▶ [Objective]: Reproduce the listing below exactly. Pictures do not belong in the copy.

(Items from a data source)

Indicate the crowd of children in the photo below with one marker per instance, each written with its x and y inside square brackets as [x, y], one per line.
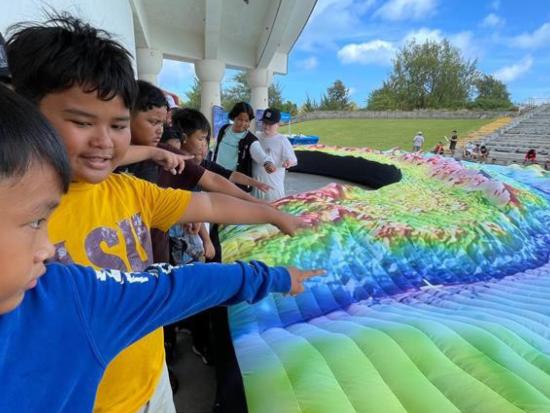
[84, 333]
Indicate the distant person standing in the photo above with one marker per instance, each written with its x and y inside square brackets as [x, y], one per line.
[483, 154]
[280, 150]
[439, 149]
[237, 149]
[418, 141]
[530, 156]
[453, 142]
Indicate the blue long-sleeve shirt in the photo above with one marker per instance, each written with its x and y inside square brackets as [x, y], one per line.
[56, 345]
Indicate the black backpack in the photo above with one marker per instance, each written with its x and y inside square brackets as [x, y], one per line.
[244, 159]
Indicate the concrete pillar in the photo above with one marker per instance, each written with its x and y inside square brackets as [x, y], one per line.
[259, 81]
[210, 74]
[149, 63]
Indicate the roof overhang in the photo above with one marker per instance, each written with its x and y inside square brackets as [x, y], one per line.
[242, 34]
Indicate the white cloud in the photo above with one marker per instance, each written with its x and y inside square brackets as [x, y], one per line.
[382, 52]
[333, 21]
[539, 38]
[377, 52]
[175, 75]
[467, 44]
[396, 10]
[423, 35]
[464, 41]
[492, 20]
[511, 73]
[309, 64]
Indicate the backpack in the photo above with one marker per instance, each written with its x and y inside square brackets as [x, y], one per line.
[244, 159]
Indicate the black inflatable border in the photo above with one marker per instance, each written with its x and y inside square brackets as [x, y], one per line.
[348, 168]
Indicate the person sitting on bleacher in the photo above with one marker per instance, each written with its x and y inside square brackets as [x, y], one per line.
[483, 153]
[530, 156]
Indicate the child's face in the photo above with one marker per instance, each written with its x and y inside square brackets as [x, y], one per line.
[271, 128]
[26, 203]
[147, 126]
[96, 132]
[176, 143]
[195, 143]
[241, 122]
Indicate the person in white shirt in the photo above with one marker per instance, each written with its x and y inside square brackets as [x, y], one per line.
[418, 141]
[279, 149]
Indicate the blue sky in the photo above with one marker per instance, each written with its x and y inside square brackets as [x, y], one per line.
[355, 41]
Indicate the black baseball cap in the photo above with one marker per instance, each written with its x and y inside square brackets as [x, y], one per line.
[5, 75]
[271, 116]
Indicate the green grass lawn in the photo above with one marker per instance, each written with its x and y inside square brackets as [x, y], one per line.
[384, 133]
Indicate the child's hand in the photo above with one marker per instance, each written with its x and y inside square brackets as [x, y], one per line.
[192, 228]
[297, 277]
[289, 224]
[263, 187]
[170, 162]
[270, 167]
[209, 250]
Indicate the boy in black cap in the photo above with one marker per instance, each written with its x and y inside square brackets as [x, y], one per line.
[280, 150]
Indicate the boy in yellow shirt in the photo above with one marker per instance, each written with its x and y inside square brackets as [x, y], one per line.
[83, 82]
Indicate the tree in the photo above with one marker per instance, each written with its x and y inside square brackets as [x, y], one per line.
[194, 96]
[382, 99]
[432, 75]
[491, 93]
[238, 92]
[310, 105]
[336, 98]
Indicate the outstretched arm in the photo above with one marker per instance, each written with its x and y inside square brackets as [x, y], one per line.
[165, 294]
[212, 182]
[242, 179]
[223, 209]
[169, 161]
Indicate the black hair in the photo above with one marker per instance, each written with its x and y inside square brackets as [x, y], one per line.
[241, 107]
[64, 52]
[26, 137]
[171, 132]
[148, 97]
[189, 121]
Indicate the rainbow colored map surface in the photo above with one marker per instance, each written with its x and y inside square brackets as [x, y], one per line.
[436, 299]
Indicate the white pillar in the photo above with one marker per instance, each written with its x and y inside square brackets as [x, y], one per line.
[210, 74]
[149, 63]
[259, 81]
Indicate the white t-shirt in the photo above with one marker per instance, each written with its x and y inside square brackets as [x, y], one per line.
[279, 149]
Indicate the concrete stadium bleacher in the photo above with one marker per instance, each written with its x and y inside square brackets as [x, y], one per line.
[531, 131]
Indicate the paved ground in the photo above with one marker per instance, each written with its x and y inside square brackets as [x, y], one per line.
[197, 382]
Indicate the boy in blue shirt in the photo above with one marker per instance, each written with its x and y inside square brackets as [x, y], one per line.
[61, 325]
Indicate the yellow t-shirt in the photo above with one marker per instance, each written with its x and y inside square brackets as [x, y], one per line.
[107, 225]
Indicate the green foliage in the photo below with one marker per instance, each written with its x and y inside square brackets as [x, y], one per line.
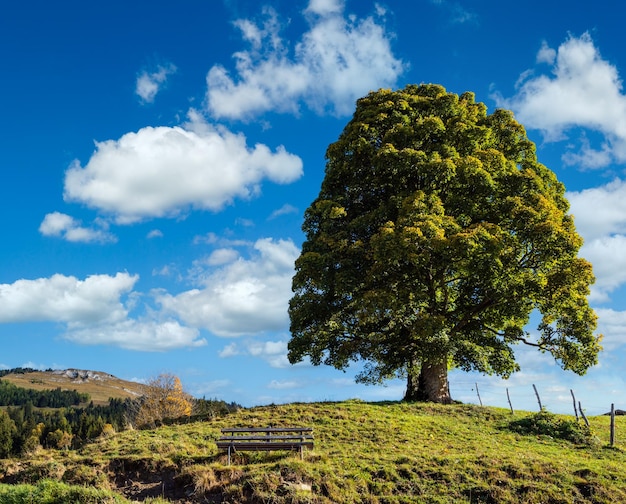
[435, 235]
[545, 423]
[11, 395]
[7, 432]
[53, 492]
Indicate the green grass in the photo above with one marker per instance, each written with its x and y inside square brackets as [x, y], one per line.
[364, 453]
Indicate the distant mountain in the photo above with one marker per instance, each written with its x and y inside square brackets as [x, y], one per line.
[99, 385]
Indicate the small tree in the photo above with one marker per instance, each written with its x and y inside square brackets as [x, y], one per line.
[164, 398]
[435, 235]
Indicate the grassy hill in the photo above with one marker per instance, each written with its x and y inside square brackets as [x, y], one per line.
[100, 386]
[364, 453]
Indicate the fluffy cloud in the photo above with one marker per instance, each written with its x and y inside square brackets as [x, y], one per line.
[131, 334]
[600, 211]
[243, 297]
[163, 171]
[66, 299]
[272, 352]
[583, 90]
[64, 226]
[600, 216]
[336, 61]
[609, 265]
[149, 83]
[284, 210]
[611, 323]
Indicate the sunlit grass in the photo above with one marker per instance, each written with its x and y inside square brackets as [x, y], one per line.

▶ [Task output]:
Indicate the crowd of children in the photo below with one marker per instance, each written with its x and y inside square brackets as [x, y], one per line.
[84, 333]
Indicate the distant person standing in the photo above with one marker per instance, each written with its x and y inside square brackets as [x, y], one per line.
[483, 154]
[280, 150]
[439, 149]
[237, 149]
[418, 141]
[530, 156]
[453, 142]
Indicate the blue long-sleeve shirt in the photo above with one marker per instance, each written with its x and y inside square brackets as [x, y], one per line.
[56, 345]
Indicate the black backpack in the photo above with one marker per instance, each written with its x and y inside square brackets as [x, y], one per line.
[244, 159]
Indicate the concrete pillar in the photo above with one marker per instance, each written with its x and y inside square brackets as [x, y], one per line.
[259, 81]
[210, 74]
[149, 63]
Indicate the roof overhang in the photo above with one marker per instance, each written with its x and y inside square brackets as [x, y], one per line.
[242, 34]
Indicate the white cloud in the photo above with one marker per instance, each written with its x and y inside square brackets as [x, y], one per line.
[382, 52]
[333, 21]
[539, 38]
[377, 52]
[175, 75]
[467, 44]
[396, 10]
[423, 35]
[464, 41]
[492, 20]
[511, 73]
[309, 64]
Indicate the backpack in the photo above with one marker per instance, each written with its x and y inside square brackets as [x, y], one per line.
[244, 159]
Indicate the black inflatable border in the photo above with one marker per instance, each written with its x and y inside square brackets as [x, y], one per line.
[348, 168]
Indicate the person sitting on bleacher in the photo above with one marker per instance, each written with its x and y inside square brackets as [x, y], one per line.
[483, 153]
[530, 156]
Indicate the child's face in the photo above with one marker per instance, each written with its x and y inside square brackets as [x, y], one per line.
[271, 128]
[26, 203]
[147, 126]
[96, 132]
[176, 143]
[195, 143]
[241, 122]
Indicate the person in white shirt in the photo above with one marker per instance, each written with its x and y inside square brackets as [x, y], one per line.
[418, 141]
[279, 149]
Indicate the blue sky in the photo above with one marker per instance, each written with its x and y inside square brackets as [x, y], one per line.
[355, 41]
Indicate the black baseball cap in the photo above with one marker per instance, each written with its x and y inside square brackets as [x, y], one per line.
[5, 75]
[271, 116]
Indicate the green grass lawn in the photo above with one marker per instance, each written with its x and y inside square brackets as [x, y], one per line.
[384, 133]
Indicate the child's hand in the photo above with one marker per instance, each written with its x and y inside square brackets as [x, y], one per line.
[192, 228]
[297, 277]
[289, 224]
[263, 187]
[170, 162]
[270, 167]
[209, 250]
Indicate the boy in black cap in the photo above with one marker per instance, each written with its x and y inside square brackets as [x, y], one per line.
[280, 150]
Indicate the boy in yellow shirt in the photo above with one marker per instance, each written with its x and y inside square brackets as [x, y], one per line.
[83, 82]
Indicate the tree in the photo above with one marker per instance, each written with its x and y inside square brackets as [x, y], one per line.
[194, 96]
[382, 99]
[432, 75]
[491, 93]
[238, 92]
[310, 105]
[336, 98]
Indicate the outstretched arm in the photo above with one marker per instance, each written with its x and y inside square brackets as [x, y], one per line.
[165, 294]
[212, 182]
[242, 179]
[223, 209]
[169, 161]
Indicate the black hair in the photo above with one marker per instance, each written with its x and y inside square brackets as [x, y], one per line.
[241, 107]
[64, 52]
[26, 137]
[171, 132]
[148, 97]
[189, 121]
Indicate the rainbow colored map surface in the photo above with one marker per instance, each written with its x and y inside square brackets as [x, y], one per line.
[436, 299]
Indicate the white pillar in the photo above with one marker per instance, each written with its x and y inside square brackets as [x, y], one per line.
[210, 74]
[149, 63]
[259, 81]
Indicate the white t-shirt in the photo above with one marker per instance, each written with its x and y inside square brackets as [x, y], one per line.
[279, 149]
Indicate the concrete stadium bleacher in the photo above with one marker per instance, each written with its x and y inside square brackets as [x, y], one per line.
[531, 131]
Indicate the paved ground in the photo above with one marker per instance, each written with its x and y inside square brackets as [x, y], one per line.
[197, 382]
Indicate the boy in blue shirt in the photo above with one marker per instance, each written with its x and y inside square brackets as [x, y], one per line.
[61, 325]
Indicate the yellow t-shirt in the photo above with one marker per instance, each written with its x and y inside square brackets as [x, y], one per line.
[107, 225]
Indicate the green foliage in the photo below with one marker per instance, each written with its x and y inside square brackets as [x, y], one per line.
[435, 235]
[545, 423]
[11, 395]
[7, 432]
[53, 492]
Indicate the green grass in the photo above with one marker per instance, each written with its x and y inside square brackets as [x, y], one per line.
[364, 453]
Indicate the distant mountain in the photo above with one marker per instance, each written with its x and y inside square brackets as [x, y], one per line.
[99, 385]
Indicate the small tree in the photo above with one marker per instance, each written with its x and y inside square brackets as [x, y], one per line.
[164, 398]
[435, 235]
Indicate the grassy hill in the photo above with one marker per instance, each written with its x and y inside square brackets as [x, y], one per line.
[100, 386]
[364, 453]
Indicate the fluffy cloud in the photo above with one marker per instance, each written with its x and y inside square brackets as [x, y], one per line.
[131, 334]
[600, 211]
[243, 297]
[163, 171]
[66, 299]
[272, 352]
[583, 90]
[64, 226]
[600, 216]
[336, 61]
[609, 265]
[149, 83]
[284, 210]
[611, 323]
Indicate the sunlit grass in the photo above with one marker per instance, each written with its x and y inside square brackets as [x, y], one per line.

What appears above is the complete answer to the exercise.